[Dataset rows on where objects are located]
━━━━━━━━━━━━━━━━━━━━

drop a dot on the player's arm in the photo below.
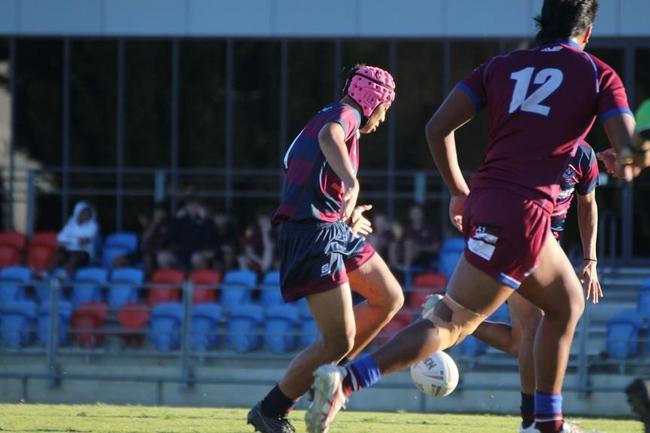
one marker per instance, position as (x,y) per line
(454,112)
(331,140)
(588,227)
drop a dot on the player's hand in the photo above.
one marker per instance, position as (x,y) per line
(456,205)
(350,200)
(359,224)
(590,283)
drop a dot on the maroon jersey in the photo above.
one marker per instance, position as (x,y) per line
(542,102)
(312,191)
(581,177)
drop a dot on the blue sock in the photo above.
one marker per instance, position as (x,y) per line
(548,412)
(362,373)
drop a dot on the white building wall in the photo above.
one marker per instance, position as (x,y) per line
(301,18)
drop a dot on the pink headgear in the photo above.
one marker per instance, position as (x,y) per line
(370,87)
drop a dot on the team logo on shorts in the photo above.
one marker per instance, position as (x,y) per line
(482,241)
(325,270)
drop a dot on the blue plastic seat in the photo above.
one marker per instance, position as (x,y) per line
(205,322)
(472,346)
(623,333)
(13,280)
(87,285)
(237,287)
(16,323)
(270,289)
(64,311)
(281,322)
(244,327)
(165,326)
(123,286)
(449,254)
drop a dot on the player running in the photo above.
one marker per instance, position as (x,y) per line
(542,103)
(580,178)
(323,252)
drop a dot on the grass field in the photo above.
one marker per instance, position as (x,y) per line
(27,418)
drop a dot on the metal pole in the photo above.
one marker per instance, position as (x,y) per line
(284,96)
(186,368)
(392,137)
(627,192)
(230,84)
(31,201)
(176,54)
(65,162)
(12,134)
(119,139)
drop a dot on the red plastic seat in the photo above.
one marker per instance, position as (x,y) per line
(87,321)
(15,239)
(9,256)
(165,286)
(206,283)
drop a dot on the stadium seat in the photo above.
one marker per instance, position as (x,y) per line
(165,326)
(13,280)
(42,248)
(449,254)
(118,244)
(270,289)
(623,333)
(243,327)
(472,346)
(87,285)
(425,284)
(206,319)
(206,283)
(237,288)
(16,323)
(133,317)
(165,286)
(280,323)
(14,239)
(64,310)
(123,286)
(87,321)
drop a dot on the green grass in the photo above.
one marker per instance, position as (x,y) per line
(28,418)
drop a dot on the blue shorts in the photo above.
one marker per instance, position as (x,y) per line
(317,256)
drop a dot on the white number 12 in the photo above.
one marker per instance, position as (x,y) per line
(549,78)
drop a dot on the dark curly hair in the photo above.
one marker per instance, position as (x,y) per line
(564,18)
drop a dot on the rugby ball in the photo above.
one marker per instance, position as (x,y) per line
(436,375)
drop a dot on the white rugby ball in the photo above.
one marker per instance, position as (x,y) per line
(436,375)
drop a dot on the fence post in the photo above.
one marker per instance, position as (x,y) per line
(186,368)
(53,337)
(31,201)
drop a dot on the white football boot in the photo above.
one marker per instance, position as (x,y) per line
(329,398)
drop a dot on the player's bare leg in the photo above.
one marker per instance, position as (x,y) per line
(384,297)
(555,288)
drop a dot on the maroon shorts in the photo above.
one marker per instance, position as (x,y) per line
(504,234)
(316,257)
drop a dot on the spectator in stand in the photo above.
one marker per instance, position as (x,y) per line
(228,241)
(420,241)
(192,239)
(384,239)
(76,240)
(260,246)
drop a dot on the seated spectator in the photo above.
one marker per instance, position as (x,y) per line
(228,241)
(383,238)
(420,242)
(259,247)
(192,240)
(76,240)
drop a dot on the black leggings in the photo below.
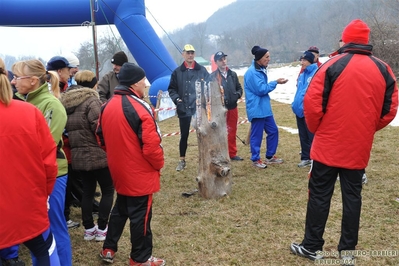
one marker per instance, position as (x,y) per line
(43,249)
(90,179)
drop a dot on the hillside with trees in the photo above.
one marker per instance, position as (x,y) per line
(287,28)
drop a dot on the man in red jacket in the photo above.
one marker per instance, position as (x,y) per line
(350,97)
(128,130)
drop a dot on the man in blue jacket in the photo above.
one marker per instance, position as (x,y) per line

━━━━━━━━━━━━━━━━━━━━

→ **Task directions**:
Quote all of the rows above word for word, with the pictures left out.

→ **Answer to this task**:
drop a dot on the player's arm in the photo below.
one marker per instance, position as (x,y) per line
(454,112)
(331,140)
(588,227)
drop a dot on the player's hand in the photo above.
one marker per instance, position as (x,y) per line
(456,205)
(350,200)
(359,224)
(590,283)
drop a dot on the maroon jersey in the photo above.
one marker per instance, position as (x,y) per line
(542,102)
(312,191)
(581,177)
drop a dot on the blue sock in the photo above.
one marker per instance, position as (x,y) per line
(548,412)
(362,373)
drop a dot on the white building wall in the photo above.
one marker per instance, position as (x,y) per line
(301,18)
drop a dot on the pink headgear in the photo above.
one marker per instance, position as (x,y) per line
(370,87)
drop a dot on the team logo on shorts in the photo above.
one marker per instance, position as (x,y) per line
(482,241)
(325,270)
drop a dot on the blue plastic seat in the photo above.
one marker per instance, position as (x,y) per line
(205,322)
(472,346)
(623,333)
(13,280)
(87,285)
(237,287)
(16,323)
(270,289)
(64,311)
(281,322)
(244,327)
(165,326)
(123,286)
(449,254)
drop a dot on the player running in the photo above.
one marker per instance, position as (x,y) per line
(542,103)
(580,178)
(323,252)
drop a dot on the grass field in the photo above.
one marker per instance, position as (x,y) per line
(27,418)
drop a dot on the metal pole in the photo above.
one marker per instance, position as (x,y) per line
(284,96)
(186,368)
(392,137)
(627,192)
(230,84)
(31,201)
(176,54)
(65,162)
(12,134)
(119,139)
drop a dot on the red plastic seat in the photo above.
one marker per instance, position as (x,y) per line
(87,321)
(15,239)
(9,256)
(165,286)
(206,283)
drop a dot on the stadium seat in the photo above.
one marker per instance, position as (x,y) per line
(165,326)
(13,280)
(42,248)
(449,254)
(118,244)
(270,289)
(623,333)
(243,327)
(472,346)
(87,285)
(425,284)
(206,319)
(206,283)
(237,288)
(16,323)
(133,317)
(165,286)
(280,323)
(14,239)
(64,310)
(123,286)
(87,321)
drop a dot on the green grass in the photo above.
one marker per instance, position as (x,y) per line
(28,418)
drop a dot on the blue shorts in the photo above.
one marker per instance, position as (x,y) per line
(317,256)
drop a dot on the white number 12 in the photo above.
one marker per instance, position as (x,y) per line
(549,78)
drop a dot on the dark curly hair in the photo above.
one marker per instance, position as (x,y) per line
(564,18)
drop a dot on the rugby ball in the photo above.
one marker per instance, position as (x,y) per line
(436,375)
drop a dot on the white rugby ball in the photo above.
one marker per instance, position as (x,y) per line
(436,375)
drop a dot on the fence post in the photo above.
one marker per instance, position as (x,y) per line
(186,368)
(53,337)
(31,201)
drop a dot on the white football boot in the photo above.
one marker per instance, position as (x,y) per line
(329,398)
drop a dot on the player's bare leg in the photo above.
one marker per instance, position as (x,y) per line
(384,297)
(555,288)
drop a dot on the maroon shorts in the photo above.
one marker per instance, position as (x,y) per line
(504,234)
(316,257)
drop a dot on the spectator in stand in the photo above.
one marker per instance, position as (x,y) per line
(228,241)
(420,241)
(192,239)
(384,239)
(76,240)
(260,246)
drop a dot on the seated spectator in the photo above.
one marker per instance, position as (x,y) per line
(228,241)
(383,238)
(420,242)
(259,247)
(192,240)
(76,240)
drop a dot on the black leggings in the photo below.
one marker per instance, position as (x,y) per line
(43,249)
(90,179)
drop a dot on the hillside with trees in the photo above.
one marker per instance, position as (x,y) per line
(287,28)
drop a dot on the man in red jacket in the photo above.
one marker per instance, position as (x,y) per line
(350,97)
(128,130)
drop a dot on the man in blue jacket in the photo above.
one marker per instance, position as (x,y) per line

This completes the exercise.